_TEXT SEGMENT_
-----

The European Parliament voted February 13 on a resolution that would help promote research on and access to medical marijuana in the countries that form the European Union.
While the resolution is a non-binding legal document, it does, in conjunction with the World Health Organization’s recommendation to reschedule marijuana, show that pot is a popular political topic on the international stage.
The resolution calls on European nations to increase access to medical marijuana for specific illnesses and places a prioritization on scientific research and clinical studies.
“The EU Parliament is just the latest voice to recognize the medical value of cannabis and the benefits of regulation over prohibition,” Tom Angell, publisher of Marijuana Moment, said in an interview. “I’m hopeful that the growing chorus in favor of reform will spur action by nations to change their policies and improve access for patients who need this medicine.”
In a statement on the resolution, the European Parliament called for greater clarity in cannabis laws, a reduction in regulatory barriers in research, and collaboration with the WHO in spite of international variation on the political treatment of cannabis.
The motion from the European Parliament
What does the resolution by the European Parliament call on the EU to do?
While the resolution is non-binding, it passed with a popular majority, signaling strong support for research into medical marijuana.
The resolution, while not establishing international law, is a symbolic development showing the European Parliament’s resolve to help its member states develop regulations and research models for marijuana on an international scale.
The measure “calls on Member States to allow doctors to make free use of their professional judgment in prescribing regulatory-approved cannabis-based medicines to patients with relevant conditions, and to allow pharmacists to lawfully honour those prescriptions.”

-----

_PROVIDED RECORDS_

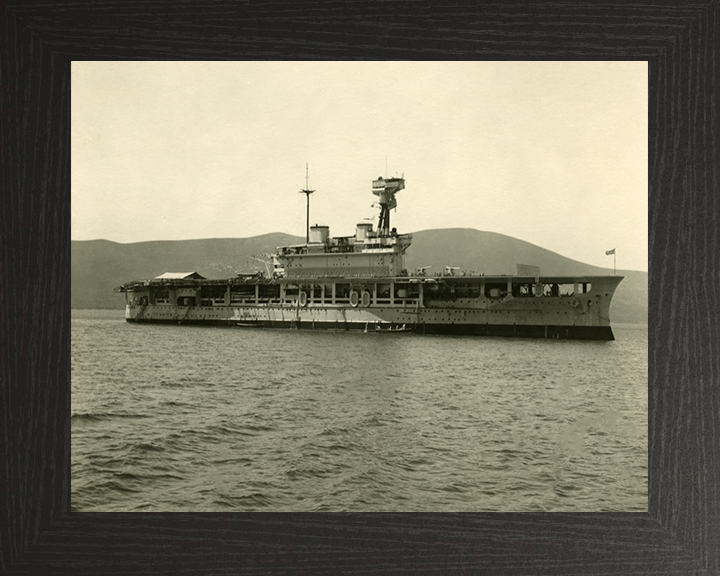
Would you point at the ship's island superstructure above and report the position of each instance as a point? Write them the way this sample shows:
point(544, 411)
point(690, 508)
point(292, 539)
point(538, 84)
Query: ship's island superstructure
point(360, 282)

-----

_REQUIRED ACTION 1_
Answer the following questions using the text on the European Parliament's medical marijuana resolution, one line per answer:
(a) On what date did the European Parliament vote on the resolution?
(b) What position does Tom Angell hold?
(c) What does the measure say pharmacists should be allowed to do?
_REQUIRED ACTION 2_
Proceed with the text on the European Parliament's medical marijuana resolution, picking up after its final sentence.

_ANSWER BOX 1_
(a) February 13
(b) Publisher of Marijuana Moment
(c) Lawfully honor prescriptions for regulatory-approved cannabis-based medicines

_ANSWER BOX 2_
The resolution also suggests the improvement of equal access to cannabis-based medicines, to ensure that these medicines are covered by health insurance, and that patients have access to specialized medical professionals while they take marijuana-based medicines.
The resolution makes similar arguments for the rescheduling of cannabis, stating that the regulation of cannabis-based medicine would ”limit the black market and ensure quality and accurate labelling to help control points of sale, would limit the access of this substance to minors, and would ensure legal certainty and safe access for patients for its medicinal use, with particular precautions being in place for young people and pregnant women.”
The international marijuana rescheduling movement
In late January 2019, the World Health Organization recommended that whole-plant marijuana and cannabis resin be removed from Schedule IV of the 1961 Single Convention, and rescheduled to Schedule I.
If the United Nations adopts the WHO’s recommendations later this year, cannabis policy would be globally affected.
For example, PotNetwork reported that the WHO recommended that CBD not be scheduled at all. The U.S. Food and Drug Administration has stated that if such a change were to take place on an international scale, that would be cause to consider rescheduling CBD under federal law.
The resolution stresses the importance of working closely with the WHO to help the EU take further steps in the field of medical cannabis.
In the statement announcing the resolution, the European Parliament argued: “there is substantial evidence that cannabis and cannabinoids have therapeutic effects for treating chronic pain in adults, chemotherapy-induced nausea and vomiting, and improve muscle spasticity in multiple sclerosis.”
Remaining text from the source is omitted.